- Selected extract -
* start *
Conservation of relavistic energy

In summary, the conversation discusses the problem of a Kaon particle decaying into two pions and the application of conservation of momentum and energy to determine the momentum of each pion in the Kaon's frame of reference. The equations used in the conversation involve the mass and velocity of each particle, as well as the relativistic formula for kinetic energy. The conversation also suggests using common algebraic tricks to solve for the energy and momentum of the pions.
  • #1
Samuelriesterer
110
0
Problem statement, equations, and work done:

A particle called a Kaon is moving at 0.8c through a detector when it decays into two pions.

Kaon particle: mass = 493.7 MeV/c^2
Pion+: mass = 139.6 MeV/c^2
Pion0: mass = 135.0 MeV/c^2

1) Apply conservation of momentum/energy to determine the momentum of each pion in the kaon frame of reference (where K is at rest).Use the fact that the momentum of the original kaon in its own frame is zero and don't forget to use the relativistic momentum energy conservation equation. Leave the momentum in MeV/c units.
* end *
- Data listing -
* start *
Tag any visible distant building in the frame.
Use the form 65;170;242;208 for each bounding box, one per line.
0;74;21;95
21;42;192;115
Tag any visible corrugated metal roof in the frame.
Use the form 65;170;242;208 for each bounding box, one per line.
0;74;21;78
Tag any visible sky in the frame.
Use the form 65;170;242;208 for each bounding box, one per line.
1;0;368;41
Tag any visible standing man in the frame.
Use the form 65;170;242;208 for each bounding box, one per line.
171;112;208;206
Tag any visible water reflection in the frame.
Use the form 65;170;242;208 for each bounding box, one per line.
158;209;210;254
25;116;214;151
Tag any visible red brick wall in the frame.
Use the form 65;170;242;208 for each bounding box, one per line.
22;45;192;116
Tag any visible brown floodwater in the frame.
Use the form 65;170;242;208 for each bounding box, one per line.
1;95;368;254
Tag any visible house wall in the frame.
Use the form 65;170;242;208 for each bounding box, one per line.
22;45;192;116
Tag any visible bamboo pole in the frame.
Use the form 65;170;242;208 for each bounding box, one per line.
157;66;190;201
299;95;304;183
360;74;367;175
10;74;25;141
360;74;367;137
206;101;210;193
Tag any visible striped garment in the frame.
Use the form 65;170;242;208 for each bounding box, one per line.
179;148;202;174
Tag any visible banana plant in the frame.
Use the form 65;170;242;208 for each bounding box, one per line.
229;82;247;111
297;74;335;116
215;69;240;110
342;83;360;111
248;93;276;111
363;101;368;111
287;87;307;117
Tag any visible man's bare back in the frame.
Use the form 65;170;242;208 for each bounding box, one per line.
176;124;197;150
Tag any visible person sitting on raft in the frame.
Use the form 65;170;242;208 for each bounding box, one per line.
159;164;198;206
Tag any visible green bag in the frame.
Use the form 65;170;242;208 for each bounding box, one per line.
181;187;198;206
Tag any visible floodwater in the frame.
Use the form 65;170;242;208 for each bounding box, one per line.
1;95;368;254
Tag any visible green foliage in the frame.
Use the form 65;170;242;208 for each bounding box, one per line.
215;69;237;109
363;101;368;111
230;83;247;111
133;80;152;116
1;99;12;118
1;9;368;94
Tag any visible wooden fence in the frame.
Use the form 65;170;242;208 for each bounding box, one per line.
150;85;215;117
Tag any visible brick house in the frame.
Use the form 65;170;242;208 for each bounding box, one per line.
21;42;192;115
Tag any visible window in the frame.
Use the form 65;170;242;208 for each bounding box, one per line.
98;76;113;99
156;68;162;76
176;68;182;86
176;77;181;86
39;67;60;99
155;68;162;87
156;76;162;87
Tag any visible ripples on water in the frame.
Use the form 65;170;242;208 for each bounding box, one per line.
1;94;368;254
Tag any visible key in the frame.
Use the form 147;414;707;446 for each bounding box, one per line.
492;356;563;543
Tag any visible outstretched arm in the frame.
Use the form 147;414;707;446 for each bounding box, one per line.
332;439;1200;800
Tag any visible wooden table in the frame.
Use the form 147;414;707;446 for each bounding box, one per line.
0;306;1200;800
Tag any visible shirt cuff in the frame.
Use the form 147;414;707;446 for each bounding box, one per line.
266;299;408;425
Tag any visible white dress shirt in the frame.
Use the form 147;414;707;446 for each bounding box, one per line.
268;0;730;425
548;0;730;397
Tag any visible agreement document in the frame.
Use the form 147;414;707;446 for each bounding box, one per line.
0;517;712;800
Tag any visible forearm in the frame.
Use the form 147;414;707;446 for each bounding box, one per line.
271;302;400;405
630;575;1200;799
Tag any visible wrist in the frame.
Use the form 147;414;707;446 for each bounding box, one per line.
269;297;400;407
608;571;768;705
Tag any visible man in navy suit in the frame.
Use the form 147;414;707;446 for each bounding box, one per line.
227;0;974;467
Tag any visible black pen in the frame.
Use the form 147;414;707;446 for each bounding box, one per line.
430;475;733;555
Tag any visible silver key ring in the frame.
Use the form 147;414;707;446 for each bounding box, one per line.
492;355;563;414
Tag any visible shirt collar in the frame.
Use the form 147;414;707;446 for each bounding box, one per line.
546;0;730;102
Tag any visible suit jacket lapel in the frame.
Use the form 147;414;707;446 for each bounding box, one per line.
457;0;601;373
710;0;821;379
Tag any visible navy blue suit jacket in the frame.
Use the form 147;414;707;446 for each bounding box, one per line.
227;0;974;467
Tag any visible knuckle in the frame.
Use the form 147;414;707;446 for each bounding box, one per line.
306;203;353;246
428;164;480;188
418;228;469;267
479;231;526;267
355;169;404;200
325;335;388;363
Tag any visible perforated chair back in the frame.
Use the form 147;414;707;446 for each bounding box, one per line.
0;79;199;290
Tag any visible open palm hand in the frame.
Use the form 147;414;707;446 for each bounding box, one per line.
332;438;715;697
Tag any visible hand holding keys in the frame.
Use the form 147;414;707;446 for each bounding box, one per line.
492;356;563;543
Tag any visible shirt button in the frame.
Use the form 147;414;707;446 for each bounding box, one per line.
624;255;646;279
* end *
- Exercise goal -
Write the next part of the forum thread on the kaon decaying into two pions, starting right after its last sentence.

- Final result -
Since the momentum of the kaon is 0 because it is at rest in its own frame, the magnitudes of the momentum of the pions should be equal.

##E_k = m_k c^2 = 493.7 \frac{MeV}{c^2} = (m_{\pi +} + m_{\pi 0}) c^2 + (p_{\pi +} + p_{\pi 0})c##

##493.7 \frac{MeV}{c} = (139.6 + 135.0) \frac{MeV}{c} + 2|p|##

##219.1 \frac{MeV}{c} = 2|p|##

##p = 109.55 \frac{MeV}{c}##

Solving for velocities:

##p{\pi +} = 109.55 \frac{MeV}{c} = \gamma_{\pi +} m_{\pi +} v_{\pi +} = \gamma_{\pi +} 139.6 \frac{MeV}{c^2} v_{\pi +}##

From this:

##v_{\pi +} = .61733 (c), and thus : \gamma_{\pi +} = 1.27113##

And:

##v_{\pi 0} = .63012 (c), and thus: \gamma_{\pi 0} = 1.28783##

From this there is no Conservation of energy:

##E_k = E_{\pi +} + E_{\pi 0} = 493.7 \frac{MeV}{c^2} = \gamma_{\pi +} m_{\pi +} + \gamma_{\pi 0} m_{\pi 0} = doesn't = 493.7!##

(I left units off)

2)Now transform the momentum-energy vectors for each pion and the kaon to the detector frame. Assume that the pion+ is moving in the direction the Kaon was moving in the detector frame.

3) Check to see that the momentum-energy conservation law is followed in the detector frame.

4) If the pions are moving off perpendicular to the Kaon's motion in the detector frame, calculate the momentum energy vectors for the pions in the detector frame and again check to see that momentum-energy is conserved.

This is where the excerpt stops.